» **WRITTEN INSTRUCTION A**
Please list each line of the listing that contains the string "tire".

====================

Bayesian Information Criteria (BIC)

Higher is better
GoF metric in this situation that’s typically used for GMMs
Not on the same scale as WSS

Py Code

def bic_score(X, labels):
  """
  BIC score for the goodness of fit of clusters.
  This Python function is directly translated from the GoLang code made by the author of the paper. 
  The original code is available here: https://github.com/bobhancock/goxmeans/blob/a78e909e374c6f97ddd04a239658c7c5b7365e5c/km.go#L778
  """

  n_points = len(labels)
  n_clusters = len(set(labels))
  n_dimensions = X.shape[1]
  n_parameters = (n_clusters - 1) + (n_dimensions * n_clusters) + 1
  loglikelihood = 0
  for label_name in set(labels):
    X_cluster = X[labels == label_name]
    n_points_cluster = len(X_cluster)

====================

» **WRITTEN INSTRUCTION B**
Write the next part of the BIC scoring code, picking up right after its last line.

» **INPUT DATA**

====================

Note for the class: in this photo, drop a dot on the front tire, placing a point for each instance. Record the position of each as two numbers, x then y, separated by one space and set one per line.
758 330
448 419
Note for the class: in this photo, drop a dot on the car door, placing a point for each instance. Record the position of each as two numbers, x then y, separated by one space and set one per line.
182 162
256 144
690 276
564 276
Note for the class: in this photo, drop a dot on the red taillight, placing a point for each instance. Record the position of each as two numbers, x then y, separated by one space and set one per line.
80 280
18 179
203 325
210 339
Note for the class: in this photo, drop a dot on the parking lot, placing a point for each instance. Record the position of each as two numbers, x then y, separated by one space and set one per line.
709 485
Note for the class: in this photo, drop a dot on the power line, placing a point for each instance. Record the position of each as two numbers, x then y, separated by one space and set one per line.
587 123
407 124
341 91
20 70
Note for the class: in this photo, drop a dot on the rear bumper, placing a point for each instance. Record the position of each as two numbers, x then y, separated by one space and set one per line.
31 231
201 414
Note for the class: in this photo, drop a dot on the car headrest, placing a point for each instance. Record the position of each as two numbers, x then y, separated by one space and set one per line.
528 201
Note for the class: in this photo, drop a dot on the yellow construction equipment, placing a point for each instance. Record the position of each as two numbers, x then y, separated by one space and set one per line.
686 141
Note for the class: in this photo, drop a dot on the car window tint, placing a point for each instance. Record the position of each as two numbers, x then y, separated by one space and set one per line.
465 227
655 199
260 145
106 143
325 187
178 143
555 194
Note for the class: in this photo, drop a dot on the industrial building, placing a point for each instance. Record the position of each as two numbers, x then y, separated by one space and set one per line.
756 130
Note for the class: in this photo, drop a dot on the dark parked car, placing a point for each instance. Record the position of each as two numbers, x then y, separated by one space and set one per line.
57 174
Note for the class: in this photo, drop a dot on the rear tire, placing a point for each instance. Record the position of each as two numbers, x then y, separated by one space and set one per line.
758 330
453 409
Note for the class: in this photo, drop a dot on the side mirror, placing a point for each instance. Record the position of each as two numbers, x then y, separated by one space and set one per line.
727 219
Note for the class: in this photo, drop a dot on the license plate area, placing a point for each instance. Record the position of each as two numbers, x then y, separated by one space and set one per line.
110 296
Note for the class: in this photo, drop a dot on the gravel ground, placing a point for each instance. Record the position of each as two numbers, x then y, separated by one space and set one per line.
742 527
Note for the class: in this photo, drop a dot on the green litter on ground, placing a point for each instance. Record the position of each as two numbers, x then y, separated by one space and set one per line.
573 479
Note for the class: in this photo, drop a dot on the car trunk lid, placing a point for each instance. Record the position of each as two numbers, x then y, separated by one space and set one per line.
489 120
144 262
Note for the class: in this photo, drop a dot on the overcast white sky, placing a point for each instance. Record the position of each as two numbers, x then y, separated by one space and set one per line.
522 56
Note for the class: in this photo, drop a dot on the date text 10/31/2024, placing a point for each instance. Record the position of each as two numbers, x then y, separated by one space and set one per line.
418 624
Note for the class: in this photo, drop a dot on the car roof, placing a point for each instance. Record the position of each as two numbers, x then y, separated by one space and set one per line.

====================

» **EXERCISE RESPONSE A**
Note for the class: in this photo, drop a dot on the front tire, placing a point for each instance. Record the position of each as two numbers, x then y, separated by one space and set one per line.
Note for the class: in this photo, drop a dot on the rear tire, placing a point for each instance. Record the position of each as two numbers, x then y, separated by one space and set one per line.

» **EXERCISE RESPONSE B**
    centroid = np.mean(X_cluster, axis=0)
    variance = np.sum((X_cluster - centroid) ** 2) / (len(X_cluster) - 1)
    loglikelihood += \
      n_points_cluster * np.log(n_points_cluster) \
      - n_points_cluster * np.log(n_points) \
      - n_points_cluster * n_dimensions / 2 * np.log(2 * math.pi * variance) \
      - (n_points_cluster - 1) / 2

  bic = loglikelihood - (n_parameters / 2) * np.log(n_points)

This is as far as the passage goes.